··· Supplied records ···
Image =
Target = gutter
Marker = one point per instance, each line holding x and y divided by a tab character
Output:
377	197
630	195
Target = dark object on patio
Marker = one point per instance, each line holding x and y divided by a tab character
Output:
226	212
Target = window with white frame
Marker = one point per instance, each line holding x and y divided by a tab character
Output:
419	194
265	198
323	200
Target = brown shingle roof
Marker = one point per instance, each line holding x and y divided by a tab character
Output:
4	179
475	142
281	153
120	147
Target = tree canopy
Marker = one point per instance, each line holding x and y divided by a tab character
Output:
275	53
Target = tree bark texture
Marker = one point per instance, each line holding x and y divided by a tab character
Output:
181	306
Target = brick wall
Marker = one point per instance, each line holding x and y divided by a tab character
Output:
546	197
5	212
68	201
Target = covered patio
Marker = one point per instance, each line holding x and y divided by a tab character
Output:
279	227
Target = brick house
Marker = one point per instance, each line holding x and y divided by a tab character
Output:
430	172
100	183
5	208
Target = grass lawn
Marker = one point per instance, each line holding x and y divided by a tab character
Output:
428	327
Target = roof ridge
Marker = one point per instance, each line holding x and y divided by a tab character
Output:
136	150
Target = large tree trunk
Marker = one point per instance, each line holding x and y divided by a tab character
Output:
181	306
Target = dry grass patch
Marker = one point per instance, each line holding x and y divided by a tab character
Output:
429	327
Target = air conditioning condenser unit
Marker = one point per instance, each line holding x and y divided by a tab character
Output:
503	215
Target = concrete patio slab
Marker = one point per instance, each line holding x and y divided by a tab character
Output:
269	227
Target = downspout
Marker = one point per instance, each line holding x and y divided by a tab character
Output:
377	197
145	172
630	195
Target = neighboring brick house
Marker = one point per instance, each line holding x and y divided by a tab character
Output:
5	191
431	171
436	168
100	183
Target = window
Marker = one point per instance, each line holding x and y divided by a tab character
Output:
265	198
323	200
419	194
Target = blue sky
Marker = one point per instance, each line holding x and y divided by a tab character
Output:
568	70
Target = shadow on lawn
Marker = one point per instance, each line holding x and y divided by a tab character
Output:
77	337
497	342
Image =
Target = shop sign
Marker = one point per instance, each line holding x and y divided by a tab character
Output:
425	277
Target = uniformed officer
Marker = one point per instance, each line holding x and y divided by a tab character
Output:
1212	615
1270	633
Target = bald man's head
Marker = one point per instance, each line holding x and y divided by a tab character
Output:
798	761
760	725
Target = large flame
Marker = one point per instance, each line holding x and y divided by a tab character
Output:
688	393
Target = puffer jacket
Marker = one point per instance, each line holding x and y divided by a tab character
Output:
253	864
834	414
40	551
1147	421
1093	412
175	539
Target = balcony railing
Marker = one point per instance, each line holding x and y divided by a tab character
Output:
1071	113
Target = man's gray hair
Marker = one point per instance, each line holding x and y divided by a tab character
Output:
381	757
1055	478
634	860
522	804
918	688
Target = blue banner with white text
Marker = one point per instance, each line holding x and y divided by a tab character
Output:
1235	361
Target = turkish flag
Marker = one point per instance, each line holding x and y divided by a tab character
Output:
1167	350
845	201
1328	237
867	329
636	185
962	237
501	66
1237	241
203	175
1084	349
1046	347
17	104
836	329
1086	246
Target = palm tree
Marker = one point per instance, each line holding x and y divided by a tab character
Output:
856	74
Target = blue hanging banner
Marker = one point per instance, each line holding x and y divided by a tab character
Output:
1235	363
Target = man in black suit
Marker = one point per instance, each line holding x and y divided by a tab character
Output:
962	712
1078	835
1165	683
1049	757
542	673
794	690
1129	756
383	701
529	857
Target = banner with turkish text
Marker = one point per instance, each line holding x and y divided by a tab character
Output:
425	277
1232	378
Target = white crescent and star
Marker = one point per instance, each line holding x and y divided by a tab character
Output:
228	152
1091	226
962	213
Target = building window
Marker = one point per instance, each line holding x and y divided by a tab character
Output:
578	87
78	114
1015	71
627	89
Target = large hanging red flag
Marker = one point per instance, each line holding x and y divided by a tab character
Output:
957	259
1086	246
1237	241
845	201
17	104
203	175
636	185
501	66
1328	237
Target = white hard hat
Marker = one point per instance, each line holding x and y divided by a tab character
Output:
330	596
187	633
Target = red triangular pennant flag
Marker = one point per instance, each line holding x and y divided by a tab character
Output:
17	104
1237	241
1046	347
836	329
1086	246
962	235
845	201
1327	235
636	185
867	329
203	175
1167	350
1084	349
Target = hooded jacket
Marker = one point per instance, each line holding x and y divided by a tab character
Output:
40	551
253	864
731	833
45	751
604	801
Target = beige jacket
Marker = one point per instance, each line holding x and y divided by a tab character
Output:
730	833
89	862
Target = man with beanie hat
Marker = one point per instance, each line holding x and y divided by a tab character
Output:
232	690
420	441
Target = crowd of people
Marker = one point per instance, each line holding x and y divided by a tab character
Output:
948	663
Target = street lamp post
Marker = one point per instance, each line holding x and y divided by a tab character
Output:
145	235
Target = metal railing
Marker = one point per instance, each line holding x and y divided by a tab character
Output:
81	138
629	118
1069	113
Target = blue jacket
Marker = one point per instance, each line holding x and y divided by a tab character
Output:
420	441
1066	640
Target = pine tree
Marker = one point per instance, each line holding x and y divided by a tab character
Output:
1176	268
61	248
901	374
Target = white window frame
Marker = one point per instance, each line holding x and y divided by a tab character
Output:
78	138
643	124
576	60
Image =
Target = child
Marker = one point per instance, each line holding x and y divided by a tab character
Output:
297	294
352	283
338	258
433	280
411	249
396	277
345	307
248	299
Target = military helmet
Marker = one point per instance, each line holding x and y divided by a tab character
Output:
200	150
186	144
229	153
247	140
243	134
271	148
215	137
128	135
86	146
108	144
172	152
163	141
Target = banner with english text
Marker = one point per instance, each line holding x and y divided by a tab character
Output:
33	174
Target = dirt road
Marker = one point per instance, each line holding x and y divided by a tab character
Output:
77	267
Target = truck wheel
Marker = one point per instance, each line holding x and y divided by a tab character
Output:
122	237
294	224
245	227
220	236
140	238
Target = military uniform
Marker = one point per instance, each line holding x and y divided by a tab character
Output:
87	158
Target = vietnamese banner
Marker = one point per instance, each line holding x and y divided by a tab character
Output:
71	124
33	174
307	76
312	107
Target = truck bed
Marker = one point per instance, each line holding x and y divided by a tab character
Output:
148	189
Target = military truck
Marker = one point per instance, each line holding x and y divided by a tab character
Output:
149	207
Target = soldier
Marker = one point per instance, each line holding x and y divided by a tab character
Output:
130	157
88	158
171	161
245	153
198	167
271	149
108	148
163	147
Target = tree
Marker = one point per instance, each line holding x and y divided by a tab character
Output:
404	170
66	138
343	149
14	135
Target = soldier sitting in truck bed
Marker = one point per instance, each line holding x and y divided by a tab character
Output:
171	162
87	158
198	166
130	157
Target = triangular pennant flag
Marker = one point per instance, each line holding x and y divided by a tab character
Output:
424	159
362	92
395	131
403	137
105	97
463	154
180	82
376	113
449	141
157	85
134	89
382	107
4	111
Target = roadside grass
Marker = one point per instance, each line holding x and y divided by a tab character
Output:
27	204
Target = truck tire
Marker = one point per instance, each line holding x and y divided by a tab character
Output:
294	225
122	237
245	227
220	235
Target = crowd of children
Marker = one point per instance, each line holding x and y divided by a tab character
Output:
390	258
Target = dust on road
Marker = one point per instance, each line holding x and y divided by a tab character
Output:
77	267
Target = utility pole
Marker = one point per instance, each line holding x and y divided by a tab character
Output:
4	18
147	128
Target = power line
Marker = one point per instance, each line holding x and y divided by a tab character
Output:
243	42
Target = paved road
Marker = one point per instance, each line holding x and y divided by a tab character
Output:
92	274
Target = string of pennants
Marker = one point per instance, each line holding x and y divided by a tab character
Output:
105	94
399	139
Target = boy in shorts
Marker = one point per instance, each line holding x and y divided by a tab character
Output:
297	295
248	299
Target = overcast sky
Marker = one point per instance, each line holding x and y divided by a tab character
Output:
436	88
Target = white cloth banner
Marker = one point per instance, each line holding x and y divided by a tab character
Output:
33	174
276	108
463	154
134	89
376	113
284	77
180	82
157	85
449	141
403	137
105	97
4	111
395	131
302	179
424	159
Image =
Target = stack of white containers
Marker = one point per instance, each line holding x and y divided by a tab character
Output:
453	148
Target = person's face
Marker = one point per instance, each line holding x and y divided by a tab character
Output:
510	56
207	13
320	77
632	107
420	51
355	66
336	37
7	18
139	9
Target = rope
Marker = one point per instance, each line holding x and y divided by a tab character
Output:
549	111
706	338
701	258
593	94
···
**What is expected:**
Please copy, exactly as written, every line in the listing above from the line with "Target = child" up to and including the line with "Target = soldier sitting in truck bed".

**Exercise response:**
Target = child
Marker = one point per instance, each line holding x and y divided by a tab character
Output:
297	294
352	283
338	258
433	280
411	249
396	277
345	307
248	299
Target = military helmet
Marker = one point per instance, each line holding x and y divided by a tab character
Output:
200	150
186	144
229	153
247	140
243	134
271	148
215	137
128	135
86	146
108	144
172	152
163	141
Target = banner with english text
Marker = one point per instance, each line holding x and y divided by a tab character
Output:
33	174
Target = dirt road
Marker = one point per instance, each line holding x and y divided by a tab character
Output:
77	267
Target = truck wheel
Marker = one point per instance, each line holding x and y divided by a tab character
Output:
122	237
294	224
245	227
220	236
140	238
Target = military uniform
Marker = one point per instance, each line holding x and y divided by a tab character
Output:
87	158
Target = vietnamese banner
Marker = one point per instance, each line holding x and y divided by a tab character
Output:
71	124
33	174
307	76
312	107
Target = truck bed
Marker = one point per instance, each line holding x and y divided by a tab character
Output:
148	189
Target = military truck
Marker = one point per instance, each line holding x and y divided by a tab character
Output:
149	207
Target = soldier
Marker = one point per instance, each line holding x and y divided by a tab character
Output:
130	157
88	158
171	161
245	153
198	167
271	149
108	148
163	147
Target = tree
Marker = one point per instance, each line holding x and y divided by a tab character
Output:
404	170
66	138
343	149
14	135
Target = soldier sitting in truck bed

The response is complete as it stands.